**Alıntı Metin**
Pazartesi’nin gelişi Çarşamba’dan bellidir.

Çarşamba gününden itibaren yaşanan iç huzursuzluk Pazartesi günü yapılacak meclisi etkileyecek. Ve nisap sağlanamayacağı için meclis başka bir güne ertelenecek.

Buna Fuat Namsoy’un istifası, Ahmet Kâşif ve muhalif vekillerin 30 Nisan gününe kadar verdiği süre ve bir de bürokratların görevden alınması eklendi.

Yani gerginlik Çarşamba gününden itibaren başladı. 

Nisap sağlanamayacağını bilen Kâşif hem de Küçük’ün tarafı, her yerde bunu dile getirmeye başladı zaten.

Özellikle muhalif vekillerin kararı olan bu durum, başbakan tarafından da biliniyor.

Bürokrat kıyımı başlığı altındaki haberimize konu olan isime gelince… Nüfus Kayıt Dairesi Müdürü Sayın Osman Erçiner’den bahsediyorum. Kendisi süre gelen zaman içerisinde yerini korumayı başarmış fakat bir bakana kafa tutmakla koltuğunu sallandırmıştır.

**İstenenler**
a) Alıntı metne göre aşağıdaki soruları yanıtlayın.
(i) Nisap sağlanamayacağı için Pazartesi günkü meclise ne olacak?
(ii) Ahmet Kâşif ve muhalif vekiller hangi güne kadar süre verdi?
(iii) Osman Erçiner hangi dairenin müdürüdür?
b) Alıntı metni son cümlesinden itibaren sürdürün.
Satırlar başka bir kaynaktan alınmıştır.

(Bazı satırlar)

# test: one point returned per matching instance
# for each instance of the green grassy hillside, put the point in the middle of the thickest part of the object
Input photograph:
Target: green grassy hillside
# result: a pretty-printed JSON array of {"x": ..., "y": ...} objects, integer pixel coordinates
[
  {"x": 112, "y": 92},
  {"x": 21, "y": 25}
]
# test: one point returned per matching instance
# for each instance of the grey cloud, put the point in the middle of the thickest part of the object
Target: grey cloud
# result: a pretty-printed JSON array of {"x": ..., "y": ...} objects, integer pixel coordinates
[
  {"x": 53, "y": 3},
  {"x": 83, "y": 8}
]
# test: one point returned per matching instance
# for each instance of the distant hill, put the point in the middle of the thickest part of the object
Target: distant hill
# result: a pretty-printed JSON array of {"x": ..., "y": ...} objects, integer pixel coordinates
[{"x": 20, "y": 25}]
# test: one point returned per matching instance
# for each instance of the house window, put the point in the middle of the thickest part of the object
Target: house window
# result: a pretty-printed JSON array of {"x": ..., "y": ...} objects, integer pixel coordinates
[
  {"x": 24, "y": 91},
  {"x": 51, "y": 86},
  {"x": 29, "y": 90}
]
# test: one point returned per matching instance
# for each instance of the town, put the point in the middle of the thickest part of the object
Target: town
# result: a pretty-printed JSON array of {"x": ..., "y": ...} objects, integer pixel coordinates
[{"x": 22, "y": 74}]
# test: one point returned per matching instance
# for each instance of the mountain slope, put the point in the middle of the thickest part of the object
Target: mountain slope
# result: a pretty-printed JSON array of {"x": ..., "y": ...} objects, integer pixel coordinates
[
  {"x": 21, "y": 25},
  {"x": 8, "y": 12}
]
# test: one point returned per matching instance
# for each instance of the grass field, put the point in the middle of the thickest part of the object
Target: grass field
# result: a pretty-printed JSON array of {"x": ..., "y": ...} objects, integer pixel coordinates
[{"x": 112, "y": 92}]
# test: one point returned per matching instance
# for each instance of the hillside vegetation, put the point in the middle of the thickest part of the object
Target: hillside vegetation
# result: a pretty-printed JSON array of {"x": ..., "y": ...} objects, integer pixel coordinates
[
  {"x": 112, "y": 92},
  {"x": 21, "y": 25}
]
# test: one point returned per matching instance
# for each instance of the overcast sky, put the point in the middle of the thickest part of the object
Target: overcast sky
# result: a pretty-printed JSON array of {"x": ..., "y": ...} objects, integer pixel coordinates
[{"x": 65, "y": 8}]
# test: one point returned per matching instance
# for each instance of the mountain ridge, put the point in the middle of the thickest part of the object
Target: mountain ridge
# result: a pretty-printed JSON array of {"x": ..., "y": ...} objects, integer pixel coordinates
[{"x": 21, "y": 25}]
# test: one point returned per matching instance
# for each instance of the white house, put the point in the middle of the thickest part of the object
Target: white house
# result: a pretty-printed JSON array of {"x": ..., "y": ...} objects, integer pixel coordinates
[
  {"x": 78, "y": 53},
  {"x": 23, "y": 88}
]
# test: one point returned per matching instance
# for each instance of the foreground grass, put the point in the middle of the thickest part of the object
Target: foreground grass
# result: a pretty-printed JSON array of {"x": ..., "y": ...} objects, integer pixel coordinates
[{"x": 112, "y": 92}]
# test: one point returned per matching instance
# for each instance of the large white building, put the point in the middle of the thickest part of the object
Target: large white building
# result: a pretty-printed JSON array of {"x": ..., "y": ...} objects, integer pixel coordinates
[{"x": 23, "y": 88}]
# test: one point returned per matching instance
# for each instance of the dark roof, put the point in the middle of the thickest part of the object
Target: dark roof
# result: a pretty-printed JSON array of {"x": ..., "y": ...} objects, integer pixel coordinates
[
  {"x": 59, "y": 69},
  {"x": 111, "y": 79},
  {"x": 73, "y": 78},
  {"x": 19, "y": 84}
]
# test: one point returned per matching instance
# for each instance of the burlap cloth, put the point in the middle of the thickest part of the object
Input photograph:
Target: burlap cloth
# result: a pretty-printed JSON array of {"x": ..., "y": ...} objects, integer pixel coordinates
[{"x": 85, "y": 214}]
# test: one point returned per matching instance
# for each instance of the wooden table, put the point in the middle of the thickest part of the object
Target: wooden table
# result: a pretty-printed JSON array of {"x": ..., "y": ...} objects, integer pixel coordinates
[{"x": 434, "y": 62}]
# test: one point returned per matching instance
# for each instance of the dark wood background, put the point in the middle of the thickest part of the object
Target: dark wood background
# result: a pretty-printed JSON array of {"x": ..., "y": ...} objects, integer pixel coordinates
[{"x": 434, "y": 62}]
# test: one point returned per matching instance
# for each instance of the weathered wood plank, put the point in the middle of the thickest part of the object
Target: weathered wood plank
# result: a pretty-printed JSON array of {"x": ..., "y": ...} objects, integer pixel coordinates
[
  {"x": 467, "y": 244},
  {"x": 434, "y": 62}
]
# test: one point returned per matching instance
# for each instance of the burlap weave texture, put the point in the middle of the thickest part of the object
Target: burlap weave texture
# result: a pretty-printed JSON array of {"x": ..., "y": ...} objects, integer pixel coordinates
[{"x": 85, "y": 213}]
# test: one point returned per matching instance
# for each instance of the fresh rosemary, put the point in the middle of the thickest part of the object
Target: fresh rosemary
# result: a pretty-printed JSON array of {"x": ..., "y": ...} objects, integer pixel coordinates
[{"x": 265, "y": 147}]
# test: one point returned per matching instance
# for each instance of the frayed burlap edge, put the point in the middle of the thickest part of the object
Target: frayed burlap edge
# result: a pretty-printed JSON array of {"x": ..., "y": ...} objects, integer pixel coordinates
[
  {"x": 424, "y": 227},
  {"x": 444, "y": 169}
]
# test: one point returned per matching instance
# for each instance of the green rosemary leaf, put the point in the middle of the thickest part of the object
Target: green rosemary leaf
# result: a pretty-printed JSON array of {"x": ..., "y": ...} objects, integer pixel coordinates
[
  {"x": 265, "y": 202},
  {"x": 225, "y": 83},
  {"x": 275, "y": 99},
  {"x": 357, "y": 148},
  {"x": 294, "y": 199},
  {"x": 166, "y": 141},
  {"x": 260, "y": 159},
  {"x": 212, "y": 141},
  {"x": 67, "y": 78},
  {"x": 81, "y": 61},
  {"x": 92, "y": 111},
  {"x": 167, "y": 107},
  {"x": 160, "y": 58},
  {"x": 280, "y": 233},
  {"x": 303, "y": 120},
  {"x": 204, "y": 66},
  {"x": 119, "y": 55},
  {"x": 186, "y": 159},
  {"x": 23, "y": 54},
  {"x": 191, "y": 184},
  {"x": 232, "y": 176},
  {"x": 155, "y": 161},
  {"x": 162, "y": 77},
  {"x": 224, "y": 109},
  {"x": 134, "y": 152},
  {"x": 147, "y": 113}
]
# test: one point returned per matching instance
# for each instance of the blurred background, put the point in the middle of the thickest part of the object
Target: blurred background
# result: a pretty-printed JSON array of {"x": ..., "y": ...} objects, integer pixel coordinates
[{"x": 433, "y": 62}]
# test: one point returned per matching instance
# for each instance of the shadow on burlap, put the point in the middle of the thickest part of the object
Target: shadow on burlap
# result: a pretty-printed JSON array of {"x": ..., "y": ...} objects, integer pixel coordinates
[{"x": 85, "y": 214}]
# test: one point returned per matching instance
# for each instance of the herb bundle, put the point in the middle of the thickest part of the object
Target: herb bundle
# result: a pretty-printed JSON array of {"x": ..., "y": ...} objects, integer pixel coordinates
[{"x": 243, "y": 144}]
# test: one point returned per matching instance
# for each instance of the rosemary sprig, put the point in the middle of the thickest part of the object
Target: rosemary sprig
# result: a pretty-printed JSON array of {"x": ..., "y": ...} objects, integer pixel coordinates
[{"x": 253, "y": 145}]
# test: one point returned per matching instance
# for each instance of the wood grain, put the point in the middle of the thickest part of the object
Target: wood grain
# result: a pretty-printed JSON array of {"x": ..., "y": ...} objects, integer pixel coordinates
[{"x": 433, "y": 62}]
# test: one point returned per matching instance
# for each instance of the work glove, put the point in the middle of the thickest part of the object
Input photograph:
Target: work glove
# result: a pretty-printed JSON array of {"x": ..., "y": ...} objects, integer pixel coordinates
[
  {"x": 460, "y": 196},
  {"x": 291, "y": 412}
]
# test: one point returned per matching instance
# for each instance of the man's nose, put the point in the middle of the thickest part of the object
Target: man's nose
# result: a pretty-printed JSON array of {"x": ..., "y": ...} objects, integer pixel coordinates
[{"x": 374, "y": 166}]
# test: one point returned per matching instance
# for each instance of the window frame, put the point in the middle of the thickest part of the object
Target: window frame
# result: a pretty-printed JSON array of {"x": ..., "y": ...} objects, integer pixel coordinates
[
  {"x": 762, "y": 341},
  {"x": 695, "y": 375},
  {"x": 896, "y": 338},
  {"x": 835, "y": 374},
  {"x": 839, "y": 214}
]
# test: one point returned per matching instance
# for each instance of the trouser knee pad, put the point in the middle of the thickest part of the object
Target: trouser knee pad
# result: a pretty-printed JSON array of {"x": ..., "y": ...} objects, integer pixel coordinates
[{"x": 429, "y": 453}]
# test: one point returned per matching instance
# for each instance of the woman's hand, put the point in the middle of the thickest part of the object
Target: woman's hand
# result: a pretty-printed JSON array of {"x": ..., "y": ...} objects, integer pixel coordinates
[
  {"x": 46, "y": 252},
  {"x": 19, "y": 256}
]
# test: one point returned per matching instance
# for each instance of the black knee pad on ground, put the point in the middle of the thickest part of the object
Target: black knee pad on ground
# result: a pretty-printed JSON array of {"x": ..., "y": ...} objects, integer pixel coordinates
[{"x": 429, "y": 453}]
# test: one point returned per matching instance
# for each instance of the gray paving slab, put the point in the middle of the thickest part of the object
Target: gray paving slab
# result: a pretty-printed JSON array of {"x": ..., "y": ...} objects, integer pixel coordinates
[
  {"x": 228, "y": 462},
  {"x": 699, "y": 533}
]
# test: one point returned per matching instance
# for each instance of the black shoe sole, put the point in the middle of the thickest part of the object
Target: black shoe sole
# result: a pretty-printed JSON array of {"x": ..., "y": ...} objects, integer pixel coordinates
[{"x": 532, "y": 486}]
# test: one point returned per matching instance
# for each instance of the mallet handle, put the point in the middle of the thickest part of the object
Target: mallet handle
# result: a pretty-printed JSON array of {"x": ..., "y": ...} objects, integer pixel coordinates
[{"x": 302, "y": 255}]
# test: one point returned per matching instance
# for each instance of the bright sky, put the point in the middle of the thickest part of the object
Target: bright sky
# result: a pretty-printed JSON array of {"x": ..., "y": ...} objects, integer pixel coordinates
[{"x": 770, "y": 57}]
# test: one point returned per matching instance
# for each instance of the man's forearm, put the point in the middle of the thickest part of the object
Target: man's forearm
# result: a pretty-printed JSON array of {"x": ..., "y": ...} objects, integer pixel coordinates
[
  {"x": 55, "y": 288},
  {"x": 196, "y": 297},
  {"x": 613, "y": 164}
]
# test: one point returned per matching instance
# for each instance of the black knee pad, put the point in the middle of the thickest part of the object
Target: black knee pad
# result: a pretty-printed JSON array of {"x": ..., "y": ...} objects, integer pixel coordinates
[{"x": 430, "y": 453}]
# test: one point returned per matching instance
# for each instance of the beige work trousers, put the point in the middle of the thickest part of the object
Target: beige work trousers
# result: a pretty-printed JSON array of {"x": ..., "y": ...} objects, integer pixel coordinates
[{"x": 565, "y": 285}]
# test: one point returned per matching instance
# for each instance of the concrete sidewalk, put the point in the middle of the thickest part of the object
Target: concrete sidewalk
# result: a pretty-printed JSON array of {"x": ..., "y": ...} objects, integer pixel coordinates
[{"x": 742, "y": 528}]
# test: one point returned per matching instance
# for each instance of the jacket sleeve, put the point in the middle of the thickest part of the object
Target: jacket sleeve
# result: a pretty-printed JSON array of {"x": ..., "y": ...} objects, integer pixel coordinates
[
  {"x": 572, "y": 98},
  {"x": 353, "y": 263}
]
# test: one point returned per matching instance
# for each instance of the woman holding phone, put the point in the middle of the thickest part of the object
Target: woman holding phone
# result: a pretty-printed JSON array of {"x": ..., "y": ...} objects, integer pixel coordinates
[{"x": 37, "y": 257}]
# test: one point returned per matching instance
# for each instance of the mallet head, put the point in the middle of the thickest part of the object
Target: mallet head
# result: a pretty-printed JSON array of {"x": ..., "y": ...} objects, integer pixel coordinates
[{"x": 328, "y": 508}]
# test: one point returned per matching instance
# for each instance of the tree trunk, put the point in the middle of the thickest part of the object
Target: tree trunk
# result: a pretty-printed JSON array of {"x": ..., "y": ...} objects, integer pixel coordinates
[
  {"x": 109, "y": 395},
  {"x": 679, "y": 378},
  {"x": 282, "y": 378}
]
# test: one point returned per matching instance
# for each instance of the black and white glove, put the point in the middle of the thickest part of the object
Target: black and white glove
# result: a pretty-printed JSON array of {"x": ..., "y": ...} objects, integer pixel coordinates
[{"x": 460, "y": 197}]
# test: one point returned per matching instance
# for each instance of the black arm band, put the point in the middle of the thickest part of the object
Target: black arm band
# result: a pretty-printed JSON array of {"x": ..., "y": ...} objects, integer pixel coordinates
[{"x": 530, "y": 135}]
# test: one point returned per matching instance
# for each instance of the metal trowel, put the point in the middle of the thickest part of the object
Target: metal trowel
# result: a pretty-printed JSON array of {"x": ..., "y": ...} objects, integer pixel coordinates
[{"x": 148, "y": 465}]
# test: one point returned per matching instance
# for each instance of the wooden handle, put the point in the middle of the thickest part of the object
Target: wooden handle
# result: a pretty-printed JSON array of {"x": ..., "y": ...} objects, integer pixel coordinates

**Görevlere Göre Yanıtlar**
a)
(i) Başka bir güne ertelenecek.
(ii) 30 Nisan gününe kadar.
(iii) Nüfus Kayıt Dairesi.

b)
Aslında kendisinin görevden alınma nedeni Küçük-Kaşif çekişmesi gösterilse de bu durumun siyasi duruşla ilgisi olmadığını emin bir şekilde söyleyebiliriz.

Nazım Çavuşoğlu’na kafa tuttuğu öne sürülen Erçiner, kendi kuyusunu kendi elleriyle kazmayı başardı.

Bu başarısını ısrarla direttiği için geçtiğimiz günlerde yazısı gelmediği halde masasını toplamış ve gerekli hazırlığı yapmıştır.

Bu olay bürokrat kıyımı olarak algılansa da Erçiner kendi kıyımını kendisi yapmıştır.

İçişleri Bakanlığının uzun süreden beri üzerinde durduğu e-kimlik olayının bugün sorunlarla karşılaşmasının ana nedeni olarak gösterilen Erçiner, otomasyon sistemini geciktirmekle ne elde etmiştir bilemiyoruz.

Bugün dünya çağ atlarken bir müdürün çağa ayak uydurmayı boş verin, ülkede e-kimlik olayına geçişin milat sayıldığı bu dönemde her şeyin önünde takoz koyarak engel olmasına anlam veremedik açıkçası.

Bu konuda sürekli sorun yaratan müdürün görevden alınması bence isabetli oldu.

Yani siz hem bir bakana kafa tutacaksınız hem de gelişen teknolojiye engel olacaksınız.

Oldu mu şimdi?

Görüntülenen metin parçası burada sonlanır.